------ SUPPLIED PASSAGE

Importantly, Dickens was part of the migration of mountain music to the eastern seaboard, one of thousands who moved from rural communities in search of work and bringing with them the music of their home counties. She championed the music, keeping it at the fore of not only her own life but communicating a relevancy with which the urban community could connect.

That she has written some of the finest bluegrass songs is without challenge. These songs have advanced the cause of women and the working poor in immeasurable ways, bringing strength and dignity to places and circumstances where such was often in short supply. Dickens never shied away from subject matter that some would avoid, be they the protagonists of “It’s Hard to Tell the Singer From the Song” and “Don’t Put Her Down, You Helped Put Her There,” the conditions of the mines (“Mannington Mine Disaster,”) or detailing the impact of miner organization in “The Yablonski Murder.”

So powerful is the Hazel Dickens catalogue that none of these essential songs found their way onto this collection from Laurie Lewis & the Right Hands. And, while they are noticeably absent, they are not missed.

Hazel Dickens left a legacy in song.

And Alice.

Alice Gerrard is one of the living legends of bluegrass music; combined with her decades of recording and performing old-time and folk music, Gerrard has a stout resume that is as varied and dynamic as any you can mention. When Gerrard has completed a song, it has truly been sung. I am so glad that she remains a formidable and important element within folk music. While Gerrard has an extensive resume as a recording artist within several different configurations, as a guardian of old-time music, as founder and past editor-in-chief of The Old-Time Herald, and as a touring musician, she has recorded as a ‘solo’ artist only intermittently.

------------

AIM OF THE EXERCISE:
According to the passage on Hazel Dickens and Alice Gerrard, which publication did Gerrard found and once edit? The material that comes next has no connection to the passage above.

------ INFORMATION SHOWN

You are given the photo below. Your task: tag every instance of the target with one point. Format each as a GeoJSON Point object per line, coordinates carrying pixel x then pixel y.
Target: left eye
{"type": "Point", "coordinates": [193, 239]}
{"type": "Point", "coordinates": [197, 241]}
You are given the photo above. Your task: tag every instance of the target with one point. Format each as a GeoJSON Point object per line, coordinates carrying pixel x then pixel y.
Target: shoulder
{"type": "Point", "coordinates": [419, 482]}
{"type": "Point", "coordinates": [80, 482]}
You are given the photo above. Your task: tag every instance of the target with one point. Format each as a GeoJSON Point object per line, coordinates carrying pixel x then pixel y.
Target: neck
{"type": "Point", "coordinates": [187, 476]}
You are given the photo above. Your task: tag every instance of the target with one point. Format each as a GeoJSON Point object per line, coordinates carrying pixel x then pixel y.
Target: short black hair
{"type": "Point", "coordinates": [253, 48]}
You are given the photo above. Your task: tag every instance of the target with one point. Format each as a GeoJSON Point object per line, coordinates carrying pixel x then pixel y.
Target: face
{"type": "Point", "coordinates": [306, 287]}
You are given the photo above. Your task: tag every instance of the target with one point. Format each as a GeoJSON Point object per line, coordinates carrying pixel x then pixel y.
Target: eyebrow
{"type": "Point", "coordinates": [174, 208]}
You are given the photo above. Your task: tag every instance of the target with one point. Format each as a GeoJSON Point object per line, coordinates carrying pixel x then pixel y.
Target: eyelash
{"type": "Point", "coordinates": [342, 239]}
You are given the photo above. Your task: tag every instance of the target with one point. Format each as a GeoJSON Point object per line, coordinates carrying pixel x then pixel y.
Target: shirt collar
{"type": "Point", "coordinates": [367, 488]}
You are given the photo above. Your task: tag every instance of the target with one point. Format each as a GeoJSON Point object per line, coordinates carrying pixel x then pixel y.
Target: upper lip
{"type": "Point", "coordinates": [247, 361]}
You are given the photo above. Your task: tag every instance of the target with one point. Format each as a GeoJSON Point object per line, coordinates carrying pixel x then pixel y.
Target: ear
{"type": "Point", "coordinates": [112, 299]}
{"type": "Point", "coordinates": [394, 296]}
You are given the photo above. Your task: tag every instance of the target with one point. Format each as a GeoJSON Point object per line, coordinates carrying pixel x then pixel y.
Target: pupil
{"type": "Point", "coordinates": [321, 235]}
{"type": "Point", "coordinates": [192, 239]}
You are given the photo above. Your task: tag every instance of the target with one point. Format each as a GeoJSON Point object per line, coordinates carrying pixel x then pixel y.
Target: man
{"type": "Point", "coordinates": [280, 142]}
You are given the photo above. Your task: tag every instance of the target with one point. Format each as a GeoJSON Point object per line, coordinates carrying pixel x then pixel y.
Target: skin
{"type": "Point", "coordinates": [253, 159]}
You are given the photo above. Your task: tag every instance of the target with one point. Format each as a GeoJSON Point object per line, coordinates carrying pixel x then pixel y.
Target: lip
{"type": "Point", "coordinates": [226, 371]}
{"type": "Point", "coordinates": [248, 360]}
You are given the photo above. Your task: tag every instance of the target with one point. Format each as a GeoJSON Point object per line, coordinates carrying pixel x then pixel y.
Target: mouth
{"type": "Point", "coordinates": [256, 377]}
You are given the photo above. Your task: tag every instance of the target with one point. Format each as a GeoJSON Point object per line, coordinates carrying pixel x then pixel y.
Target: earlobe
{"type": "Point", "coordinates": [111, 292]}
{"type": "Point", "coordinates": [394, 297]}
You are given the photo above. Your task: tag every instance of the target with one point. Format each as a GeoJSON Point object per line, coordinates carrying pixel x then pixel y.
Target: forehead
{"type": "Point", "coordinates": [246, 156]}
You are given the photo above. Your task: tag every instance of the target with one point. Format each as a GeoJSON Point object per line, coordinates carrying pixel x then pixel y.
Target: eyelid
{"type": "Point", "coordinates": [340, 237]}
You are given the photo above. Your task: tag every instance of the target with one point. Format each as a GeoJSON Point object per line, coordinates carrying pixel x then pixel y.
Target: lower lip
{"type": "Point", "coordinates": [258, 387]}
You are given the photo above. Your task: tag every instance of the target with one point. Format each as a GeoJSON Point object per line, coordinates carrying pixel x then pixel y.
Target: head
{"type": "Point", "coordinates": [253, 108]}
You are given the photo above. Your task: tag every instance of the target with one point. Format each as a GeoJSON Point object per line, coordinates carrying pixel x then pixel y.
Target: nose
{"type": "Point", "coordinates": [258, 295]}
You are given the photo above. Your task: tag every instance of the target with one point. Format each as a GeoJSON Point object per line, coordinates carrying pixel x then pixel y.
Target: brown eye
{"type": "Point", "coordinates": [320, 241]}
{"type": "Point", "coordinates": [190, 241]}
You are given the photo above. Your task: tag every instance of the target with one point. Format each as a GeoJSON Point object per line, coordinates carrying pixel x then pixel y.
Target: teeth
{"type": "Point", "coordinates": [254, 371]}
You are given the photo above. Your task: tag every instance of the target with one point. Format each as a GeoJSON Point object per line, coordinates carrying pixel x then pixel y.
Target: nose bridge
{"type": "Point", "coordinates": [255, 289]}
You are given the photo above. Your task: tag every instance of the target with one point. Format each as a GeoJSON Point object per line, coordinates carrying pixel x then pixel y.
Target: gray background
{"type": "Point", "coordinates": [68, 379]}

------------

FULL SOLUTION:
The Old-Time Herald